WORK TO BE COMPLETED:
Work through the lines below and count those holding "outline"; reply with the number only.

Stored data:

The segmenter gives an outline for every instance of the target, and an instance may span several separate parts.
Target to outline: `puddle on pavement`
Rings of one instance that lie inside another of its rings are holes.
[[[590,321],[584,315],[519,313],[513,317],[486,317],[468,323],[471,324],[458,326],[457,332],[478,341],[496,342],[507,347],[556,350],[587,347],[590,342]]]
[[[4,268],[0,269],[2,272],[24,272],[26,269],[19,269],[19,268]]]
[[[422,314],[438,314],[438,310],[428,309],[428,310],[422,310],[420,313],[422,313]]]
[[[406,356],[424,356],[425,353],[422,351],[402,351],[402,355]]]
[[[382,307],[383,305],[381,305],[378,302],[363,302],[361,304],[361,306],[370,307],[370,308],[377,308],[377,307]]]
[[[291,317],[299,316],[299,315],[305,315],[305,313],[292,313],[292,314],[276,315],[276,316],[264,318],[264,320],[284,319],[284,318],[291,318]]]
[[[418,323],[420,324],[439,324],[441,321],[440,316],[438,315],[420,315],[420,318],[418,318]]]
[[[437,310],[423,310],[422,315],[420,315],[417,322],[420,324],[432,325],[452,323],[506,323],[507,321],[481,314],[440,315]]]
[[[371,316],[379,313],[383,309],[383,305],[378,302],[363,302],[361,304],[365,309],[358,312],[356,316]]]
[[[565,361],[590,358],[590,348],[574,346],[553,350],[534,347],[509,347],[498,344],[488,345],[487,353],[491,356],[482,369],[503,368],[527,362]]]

COMPLETED TASK:
2